[Records drawn from a dataset]

· · · · · · ·

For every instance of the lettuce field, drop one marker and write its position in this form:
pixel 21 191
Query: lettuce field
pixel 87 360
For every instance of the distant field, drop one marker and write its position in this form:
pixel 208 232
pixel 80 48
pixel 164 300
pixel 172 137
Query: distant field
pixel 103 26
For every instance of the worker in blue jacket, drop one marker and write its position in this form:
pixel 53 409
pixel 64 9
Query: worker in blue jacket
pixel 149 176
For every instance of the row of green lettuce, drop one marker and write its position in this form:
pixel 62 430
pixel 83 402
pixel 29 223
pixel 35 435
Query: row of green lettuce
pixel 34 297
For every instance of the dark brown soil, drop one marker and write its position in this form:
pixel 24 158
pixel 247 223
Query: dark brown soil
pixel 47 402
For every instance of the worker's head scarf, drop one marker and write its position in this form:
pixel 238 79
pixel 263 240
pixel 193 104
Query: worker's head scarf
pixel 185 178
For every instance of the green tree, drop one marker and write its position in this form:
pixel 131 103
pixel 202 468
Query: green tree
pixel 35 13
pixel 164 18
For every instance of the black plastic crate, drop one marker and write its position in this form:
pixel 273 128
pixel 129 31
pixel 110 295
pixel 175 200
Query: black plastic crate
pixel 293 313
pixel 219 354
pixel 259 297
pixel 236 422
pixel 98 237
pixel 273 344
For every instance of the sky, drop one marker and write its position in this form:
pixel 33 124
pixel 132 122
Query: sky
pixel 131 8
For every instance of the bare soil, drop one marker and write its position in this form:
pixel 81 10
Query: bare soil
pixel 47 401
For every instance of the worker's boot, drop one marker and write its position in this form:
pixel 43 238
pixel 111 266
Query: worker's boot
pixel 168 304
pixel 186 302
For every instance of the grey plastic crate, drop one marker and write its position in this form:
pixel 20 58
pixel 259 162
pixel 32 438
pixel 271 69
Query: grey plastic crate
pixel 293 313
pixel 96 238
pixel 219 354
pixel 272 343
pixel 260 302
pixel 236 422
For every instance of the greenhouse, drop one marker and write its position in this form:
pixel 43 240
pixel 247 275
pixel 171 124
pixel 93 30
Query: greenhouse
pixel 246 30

· · · · · · ·

EXERCISE DIRECTIONS =>
Please transcribe all of the data above exactly.

WORKED SOLUTION =>
For every instance of the lettuce field, drop one marker and write its position in this form:
pixel 21 191
Query: lettuce field
pixel 87 360
For every instance of the distant field, drop one marker and write its position in this form:
pixel 208 232
pixel 80 48
pixel 164 300
pixel 172 137
Query: distant field
pixel 103 26
For every instance of the worker in blue jacket, drop one marker and write its position in this form:
pixel 53 409
pixel 64 9
Query: worker in blue jacket
pixel 149 176
For every instance of the row of green lettuce, drop one marker and write its position in this form:
pixel 62 430
pixel 83 402
pixel 29 223
pixel 35 435
Query: row of green lettuce
pixel 34 297
For every instance of the dark brown soil, drop one marker and write its position in this form:
pixel 24 158
pixel 247 223
Query: dark brown soil
pixel 47 402
For every instance of the worker's head scarf, drop one marker and write its position in this form:
pixel 238 79
pixel 263 240
pixel 193 104
Query: worker's head scarf
pixel 185 178
For every instance of the green tree, drop one marker and write its position in this form:
pixel 131 103
pixel 202 468
Query: green tree
pixel 35 13
pixel 164 18
For every instance of the black plastic crate, drop one marker and write its position in this form:
pixel 273 128
pixel 129 31
pixel 110 295
pixel 175 200
Query: black plastic crate
pixel 293 313
pixel 219 354
pixel 259 297
pixel 236 422
pixel 98 237
pixel 273 344
For every instance of the sky, drop one marker and write its position in this form:
pixel 33 124
pixel 132 122
Query: sky
pixel 131 8
For every instance of the bare soil, drop one marker and write its position in this form:
pixel 81 10
Query: bare soil
pixel 47 401
For every instance of the worker's boot, drop one marker and write its position in this form:
pixel 43 238
pixel 111 266
Query: worker's boot
pixel 168 304
pixel 186 302
For every instance of the grey plastic crate, drop one marker and write its position in this form:
pixel 20 58
pixel 259 162
pixel 32 438
pixel 271 69
Query: grey plastic crate
pixel 293 313
pixel 96 238
pixel 219 354
pixel 272 343
pixel 260 302
pixel 236 422
For every instance of the greenhouse, drop one marker and write its position in this form:
pixel 43 240
pixel 247 275
pixel 171 124
pixel 93 30
Query: greenhouse
pixel 246 30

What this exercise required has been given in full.